Contrary
to stereotype, you don’t have to be Gay
to love Judy Garland, who died at
the age of only 47 on June 22, 1969. I
know because she stirred my young heterosexual loins when I discovered her
classic late ‘40’s early ‘50’s MGM musicals
on TV. When I discovered the same films
in glorious Technicolor later in
life, that romance was only reinforced.
The
story of Garland’s rise on the wings of an enormous talent and painful her fall
in ill health from years of draconian dieting, drugs, alcohol, and hopelessly
tragic love life are familiar.
She was pretty
much Born
in a Trunk, as she later sang.
She was born as Francis Ethel
Gumm in Grand Rapids, Michigan,
the youngest child of a pair of vaudevillians
who ran a local movie house with live acts between the shows. It was 1922 and vaudeville was on its last
legs as audiences began to turn to movies and radio for entertainment. Her parents presented Baby Gumm in a song and dance act with her sisters when she was
just 2½ years old.
The
family moved to California in 1928
where her father operated another movie house and her archetypical stage mother
Ethel managed the Gumm Sister’s
vaudeville act and schemed to get her children, particularly her youngest, into
the movies. She managed to get them in
occasional short films beginning in 1928, including a Vidaphone release in 1930 in which young Francis had her first
solo.
They had
better luck on stage and became a headline act.
While appearing at Chicago’s
Oriental Theater in 1934 comedian George
Jessel suggested that the girls use a more attractive name. They began performing as the Garland Sisters and Francis took the
name Judy from a popular Hoagy
Carmichael song.

========================

GIVEN EXERCISE A —
Answer these from the Judy Garland text:
(i) In what city was she born?
(ii) In what year did her family move to California?
(iii) Who suggested that the sisters use a more attractive name?
GIVEN EXERCISE B — Translate this sentence from the Judy Garland text into Spanish: "It was 1922 and vaudeville was on its last legs as audiences began to turn to movies and radio for entertainment."

========================

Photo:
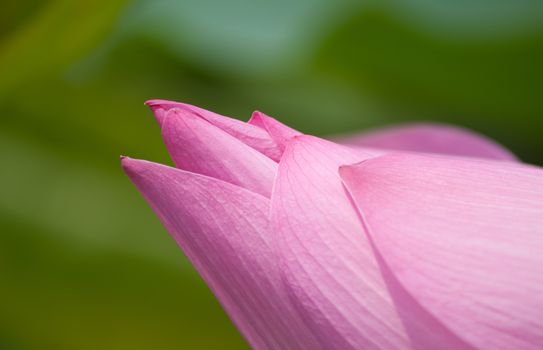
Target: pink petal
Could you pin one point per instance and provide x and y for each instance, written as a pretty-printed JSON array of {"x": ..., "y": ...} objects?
[
  {"x": 465, "y": 239},
  {"x": 251, "y": 135},
  {"x": 328, "y": 263},
  {"x": 279, "y": 132},
  {"x": 197, "y": 146},
  {"x": 432, "y": 138},
  {"x": 223, "y": 230}
]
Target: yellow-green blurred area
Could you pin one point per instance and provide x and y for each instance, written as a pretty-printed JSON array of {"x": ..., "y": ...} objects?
[{"x": 84, "y": 263}]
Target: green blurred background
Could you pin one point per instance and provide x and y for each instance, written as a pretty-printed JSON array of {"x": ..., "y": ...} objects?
[{"x": 84, "y": 264}]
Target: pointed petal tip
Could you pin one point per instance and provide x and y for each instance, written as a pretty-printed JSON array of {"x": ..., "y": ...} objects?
[{"x": 134, "y": 167}]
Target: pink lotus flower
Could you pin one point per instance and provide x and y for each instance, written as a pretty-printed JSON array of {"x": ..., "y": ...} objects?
[{"x": 421, "y": 237}]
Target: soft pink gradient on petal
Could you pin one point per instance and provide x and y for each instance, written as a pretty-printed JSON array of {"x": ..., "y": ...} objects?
[
  {"x": 249, "y": 134},
  {"x": 464, "y": 237},
  {"x": 223, "y": 230},
  {"x": 432, "y": 138},
  {"x": 279, "y": 132},
  {"x": 198, "y": 146},
  {"x": 328, "y": 263}
]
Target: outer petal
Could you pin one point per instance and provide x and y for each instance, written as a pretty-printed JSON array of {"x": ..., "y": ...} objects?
[
  {"x": 251, "y": 135},
  {"x": 432, "y": 138},
  {"x": 198, "y": 146},
  {"x": 328, "y": 263},
  {"x": 279, "y": 132},
  {"x": 464, "y": 237},
  {"x": 223, "y": 230}
]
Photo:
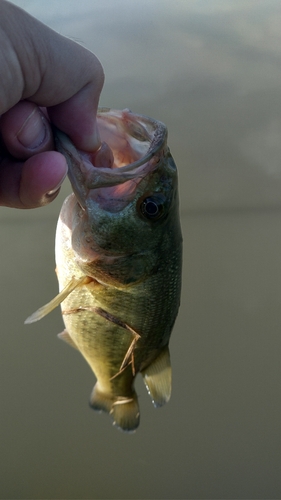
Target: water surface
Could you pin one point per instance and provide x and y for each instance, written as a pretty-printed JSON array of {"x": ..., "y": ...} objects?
[{"x": 211, "y": 71}]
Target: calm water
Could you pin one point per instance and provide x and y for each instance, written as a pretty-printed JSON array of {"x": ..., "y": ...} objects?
[{"x": 211, "y": 70}]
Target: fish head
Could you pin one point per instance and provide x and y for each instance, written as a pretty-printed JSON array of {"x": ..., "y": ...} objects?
[{"x": 125, "y": 212}]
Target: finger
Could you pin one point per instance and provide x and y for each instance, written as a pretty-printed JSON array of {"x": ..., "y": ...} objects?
[
  {"x": 26, "y": 130},
  {"x": 49, "y": 70},
  {"x": 33, "y": 183}
]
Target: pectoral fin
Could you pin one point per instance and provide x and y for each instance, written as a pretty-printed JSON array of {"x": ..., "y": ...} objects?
[
  {"x": 47, "y": 308},
  {"x": 158, "y": 378},
  {"x": 66, "y": 338}
]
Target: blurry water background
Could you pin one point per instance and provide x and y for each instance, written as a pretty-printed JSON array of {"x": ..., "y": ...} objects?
[{"x": 210, "y": 70}]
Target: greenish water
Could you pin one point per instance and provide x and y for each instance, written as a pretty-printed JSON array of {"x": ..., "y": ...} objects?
[{"x": 211, "y": 72}]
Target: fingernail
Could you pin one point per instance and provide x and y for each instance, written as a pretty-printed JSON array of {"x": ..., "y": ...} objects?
[
  {"x": 33, "y": 132},
  {"x": 57, "y": 187}
]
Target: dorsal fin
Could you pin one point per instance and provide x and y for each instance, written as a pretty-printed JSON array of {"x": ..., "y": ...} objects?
[{"x": 158, "y": 378}]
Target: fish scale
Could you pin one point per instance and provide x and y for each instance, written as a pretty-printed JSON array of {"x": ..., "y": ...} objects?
[{"x": 118, "y": 258}]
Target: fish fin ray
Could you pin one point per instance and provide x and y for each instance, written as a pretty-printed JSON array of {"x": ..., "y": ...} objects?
[
  {"x": 47, "y": 308},
  {"x": 64, "y": 335},
  {"x": 158, "y": 378},
  {"x": 123, "y": 410}
]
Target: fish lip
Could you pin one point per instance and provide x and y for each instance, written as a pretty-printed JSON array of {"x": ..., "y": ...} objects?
[{"x": 154, "y": 133}]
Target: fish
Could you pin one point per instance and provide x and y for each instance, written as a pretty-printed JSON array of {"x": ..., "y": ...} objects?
[{"x": 118, "y": 261}]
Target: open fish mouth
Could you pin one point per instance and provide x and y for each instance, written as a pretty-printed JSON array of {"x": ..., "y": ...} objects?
[{"x": 132, "y": 146}]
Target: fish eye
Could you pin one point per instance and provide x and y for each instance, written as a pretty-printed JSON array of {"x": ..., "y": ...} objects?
[{"x": 152, "y": 207}]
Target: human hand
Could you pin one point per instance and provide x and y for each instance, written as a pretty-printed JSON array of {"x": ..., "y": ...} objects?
[{"x": 41, "y": 69}]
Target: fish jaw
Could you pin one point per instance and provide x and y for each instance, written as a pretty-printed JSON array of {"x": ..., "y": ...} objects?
[
  {"x": 107, "y": 197},
  {"x": 121, "y": 229}
]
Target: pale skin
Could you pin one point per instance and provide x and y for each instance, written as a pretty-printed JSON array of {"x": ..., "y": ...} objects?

========================

CORRECT OUTPUT A —
(i) Grand Rapids, Michigan
(ii) 1928
(iii) Comedian George Jessel

CORRECT OUTPUT B — Era 1922 y el vodevil daba sus últimos coletazos, ya que el público empezaba a recurrir al cine y a la radio para entretenerse.